Barack Obama served as the 44th President of the United States from 2009 to 2017. Before his presidency, he served in the Illinois Senate (1997–2004) and the United States Senate (2005–2008).

It was during his campaign for the United States Senate that he first made a speech that received nationwide attention; he gave the keynote address at the 2004 Democratic National Convention. and stated "there is not a liberal America and a conservative America—there is the United States of America". Obama began to run for president just three years after that speech. In response to a political controversy involving race during the primary campaign, he delivered his "A More Perfect Union" speech, which was widely seen as a critical point in the campaign.

Obama won election to the presidency in 2009 and re-election in 2013. Among the hundreds of speeches he has delivered since then include six speeches before Congress (including four State of the Union addresses), two victory speeches, a speech to the Islamic world in Egypt early in his first term, and a speech following the shooting of Congresswoman Gabby Giffords.

On January 10, 2017, We Are The Change We Seek, a collection of Barack Obama's greatest speeches selected and introduced by columnist E.J. Dionne and MSNBC host Joy-Ann Reid was published by Bloomsbury Publishing.

→ Directive 1:
Answer these about the passage on Obama's speeches:
(a) During which years did Obama serve in the Illinois Senate?
(b) At what event did he give the keynote address in 2004?
(c) Which publisher released We Are The Change We Seek?
→ Directive 2: Duplicate the stretch of the passage on Obama's speeches from "Barack Obama served" through "States Senate (2005–2008).".
→ Directive 3: Summarize the passage on Obama's speeches in two sentences.
Rely on the text alone.

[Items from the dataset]
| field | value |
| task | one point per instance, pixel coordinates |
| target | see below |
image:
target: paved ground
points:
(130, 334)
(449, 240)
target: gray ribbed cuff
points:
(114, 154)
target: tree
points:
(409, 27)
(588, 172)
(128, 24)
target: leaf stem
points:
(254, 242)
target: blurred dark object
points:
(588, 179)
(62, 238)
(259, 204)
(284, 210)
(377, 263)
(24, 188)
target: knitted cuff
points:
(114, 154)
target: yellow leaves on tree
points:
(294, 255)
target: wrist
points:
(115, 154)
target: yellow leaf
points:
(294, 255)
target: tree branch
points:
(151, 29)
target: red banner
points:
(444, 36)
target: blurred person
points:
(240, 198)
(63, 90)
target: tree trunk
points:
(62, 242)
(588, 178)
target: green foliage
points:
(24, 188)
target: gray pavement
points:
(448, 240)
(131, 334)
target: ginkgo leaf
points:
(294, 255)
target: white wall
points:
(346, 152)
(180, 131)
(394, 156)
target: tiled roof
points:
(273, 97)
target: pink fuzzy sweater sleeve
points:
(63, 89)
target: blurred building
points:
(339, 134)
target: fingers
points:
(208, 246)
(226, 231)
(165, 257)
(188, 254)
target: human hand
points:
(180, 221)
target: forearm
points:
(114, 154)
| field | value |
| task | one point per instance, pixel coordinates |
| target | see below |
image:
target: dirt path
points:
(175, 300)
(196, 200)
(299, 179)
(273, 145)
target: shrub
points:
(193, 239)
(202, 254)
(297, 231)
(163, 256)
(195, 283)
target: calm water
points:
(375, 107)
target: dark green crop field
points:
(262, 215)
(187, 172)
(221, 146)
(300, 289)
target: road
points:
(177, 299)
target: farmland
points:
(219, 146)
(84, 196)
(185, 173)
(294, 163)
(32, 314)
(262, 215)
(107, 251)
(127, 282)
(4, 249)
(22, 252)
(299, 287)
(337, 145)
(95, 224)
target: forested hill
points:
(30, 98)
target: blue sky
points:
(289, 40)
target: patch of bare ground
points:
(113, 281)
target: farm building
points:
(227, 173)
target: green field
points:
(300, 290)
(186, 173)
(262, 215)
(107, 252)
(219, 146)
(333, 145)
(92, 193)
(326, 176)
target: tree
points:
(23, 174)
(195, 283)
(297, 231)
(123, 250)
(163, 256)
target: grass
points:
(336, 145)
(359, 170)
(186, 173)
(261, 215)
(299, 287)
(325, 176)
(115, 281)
---
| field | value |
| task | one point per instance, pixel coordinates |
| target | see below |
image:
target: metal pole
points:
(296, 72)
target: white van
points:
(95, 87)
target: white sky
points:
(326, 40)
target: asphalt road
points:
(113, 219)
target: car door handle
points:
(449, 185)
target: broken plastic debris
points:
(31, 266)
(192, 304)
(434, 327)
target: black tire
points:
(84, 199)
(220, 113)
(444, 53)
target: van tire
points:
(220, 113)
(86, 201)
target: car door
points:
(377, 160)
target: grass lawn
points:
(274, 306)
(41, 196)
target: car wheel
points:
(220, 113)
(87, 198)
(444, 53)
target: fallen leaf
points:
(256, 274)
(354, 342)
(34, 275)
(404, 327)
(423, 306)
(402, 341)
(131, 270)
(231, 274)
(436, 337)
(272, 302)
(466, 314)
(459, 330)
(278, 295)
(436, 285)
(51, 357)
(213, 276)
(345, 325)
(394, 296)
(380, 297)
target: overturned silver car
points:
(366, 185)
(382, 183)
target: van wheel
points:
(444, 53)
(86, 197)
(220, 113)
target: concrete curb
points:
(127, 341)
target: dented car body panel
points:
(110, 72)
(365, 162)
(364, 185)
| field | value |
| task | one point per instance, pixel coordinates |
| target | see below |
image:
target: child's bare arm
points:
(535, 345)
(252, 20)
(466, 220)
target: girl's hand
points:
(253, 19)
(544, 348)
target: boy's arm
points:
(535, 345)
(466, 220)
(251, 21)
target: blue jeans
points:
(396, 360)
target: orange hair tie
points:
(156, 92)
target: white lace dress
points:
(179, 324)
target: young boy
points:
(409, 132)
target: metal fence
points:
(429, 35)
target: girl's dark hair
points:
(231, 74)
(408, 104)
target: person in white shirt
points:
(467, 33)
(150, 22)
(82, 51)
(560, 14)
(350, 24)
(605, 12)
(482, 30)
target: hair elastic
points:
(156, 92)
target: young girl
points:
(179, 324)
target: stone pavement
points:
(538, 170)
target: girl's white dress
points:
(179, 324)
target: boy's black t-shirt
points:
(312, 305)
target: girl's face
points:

→ Task response 1:
(a) 1997–2004
(b) The 2004 Democratic National Convention
(c) Bloomsbury Publishing

→ Task response 2:
Barack Obama served as the 44th President of the United States from 2009 to 2017. Before his presidency, he served in the Illinois Senate (1997–2004) and the United States Senate (2005–2008).

→ Task response 3: Barack Obama, the 44th President of the United States from 2009 to 2017, first drew nationwide attention with his keynote address at the 2004 Democratic National Convention and later delivered his "A More Perfect Union" speech during the primary campaign. His hundreds of speeches include six before Congress and one to the Islamic world in Egypt, and a collection of his greatest speeches, We Are The Change We Seek, was published on January 10, 2017.